### Quoted passage

[Begin]

To make customer experience stick as part of your operation, you need to have an organized and phased approach for integrating it into your organization.

Here, based on working with scores of clients from around the world, is the real-world approach for how to integrate customer experience into your operation—in a way that will make it stick and change how you do work.

This is Part 2 (of two parts) of the Customer Experience Leadership Survival Guide. Part 1 discusses the first three focus areas.

Focus No. 4: Making Customers an Asset of Your Business

I call this focus area "customer math." And it's about building passion across the organization and establishing a simple rallying cry for leaders.


Rather than talking about customer retention, begin each meeting with numbers and data addressing the following:

  • Net gain (or loss) of customers for the period
    (incoming customers – outgoing customers = net gain or loss)
  • Number of customers who recommended us
  • Top five reasons why customers left
(Images in this article refer to an insurance industry example.)

Many companies need to define "incoming" customer because, frequently, each silo has a different definition, and data and databases are not aligned.

This focus area essentially deals with the outcome of the experience you are delivering to customers; I call it "customers vote with their feet"—i.e., they stay or leave. And I have found it very powerful to begin meetings with this simple report card, which describes whether you have "earned the right" to customer growth.

[End]

### Task list
(a) Reproduce the customer experience passage word for word, between "This is Part" and "insurance industry example.)", inclusive.
(b) Carry on the passage about customer experience leadership from the point where it ends.

### Raw data
[Begin]

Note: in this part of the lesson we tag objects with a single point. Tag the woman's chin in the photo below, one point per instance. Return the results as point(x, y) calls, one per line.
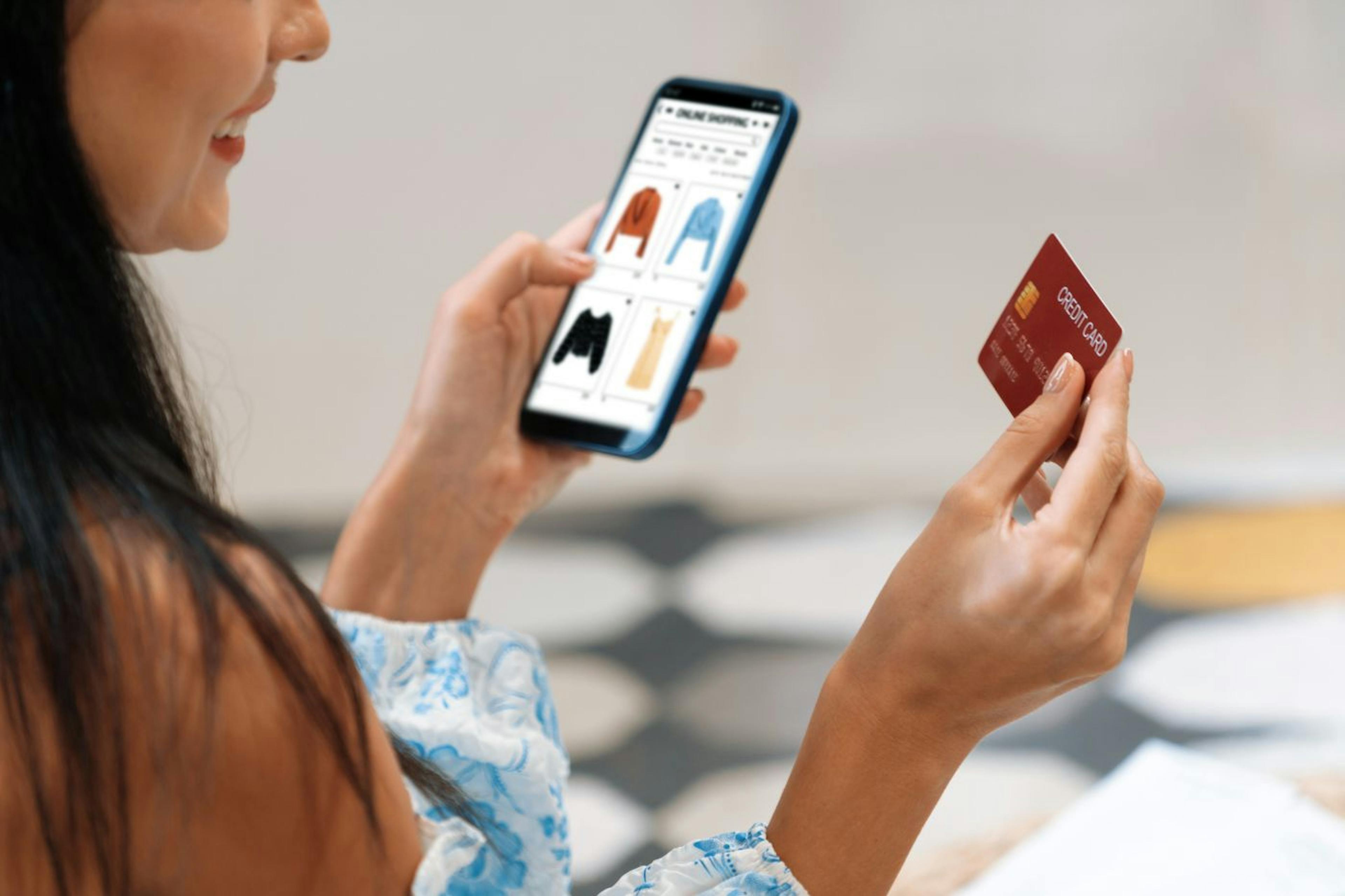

[End]

### Exercise results
(a)
This is Part 2 (of two parts) of the Customer Experience Leadership Survival Guide. Part 1 discusses the first three focus areas.

Focus No. 4: Making Customers an Asset of Your Business

I call this focus area "customer math." And it's about building passion across the organization and establishing a simple rallying cry for leaders.


Rather than talking about customer retention, begin each meeting with numbers and data addressing the following:

  • Net gain (or loss) of customers for the period
    (incoming customers – outgoing customers = net gain or loss)
  • Number of customers who recommended us
  • Top five reasons why customers left
(Images in this article refer to an insurance industry example.)

(b)
For one client, we wanted a visual to depict the outcome of the customer math each month or quarter, so we came up with a unique idea that used marbles. We determined the equation for the number of customers a single marble would represent. Then we began every meeting with two bowls of marbles: one representing the lost customers, and one representing new customers. It really got people's attention when the bowls were even or when the "lost" marbles exceeded the "new" marbles.

Decide whether that simple way to begin meetings and give leaders something to be passionate about regarding customers will help your company. Then determine your own version and how to communicate it across your organization—in your own unique style.

Below is an audit you can begin with; we cover it in one of my Chief Customer Officer Boot Camp sessions.

Focus No. 5: "One Company" Customer-Experience Culture

This focus area is about leadership, organizational dynamics, and communication. The companies that are most successful at the customer-experience work address that work across the silos and also address how leaders enable the organization to work together.

At this stage, we take up the human issues that are so critical to holding a place in customers' hearts. How are leaders enabling the organization to work? How are decisions made? What are people rewarded and recognized for?

Begin by creating simple and clear actions for leaders, the folks in the middle, and those on the frontline for working together. For leaders, how do they get rid of the roadblocks? For the middle, how do they work together across the silos and get rid of some of their own policies and procedures that they "own" but that get in the way of a united experience? And how do they make decisions as they do their work? For the frontline, how do we hire folks with our core values, and how do we enable and train them to bring the best version of themselves to work? How do we involve them in the customer-experience work?

This part of the work frequently requires the "heavy lifting" of getting traction. Often I lead workshops to help organizations get on the same page and pass on the materials and slides so that those conversations can be continued throughout the organization.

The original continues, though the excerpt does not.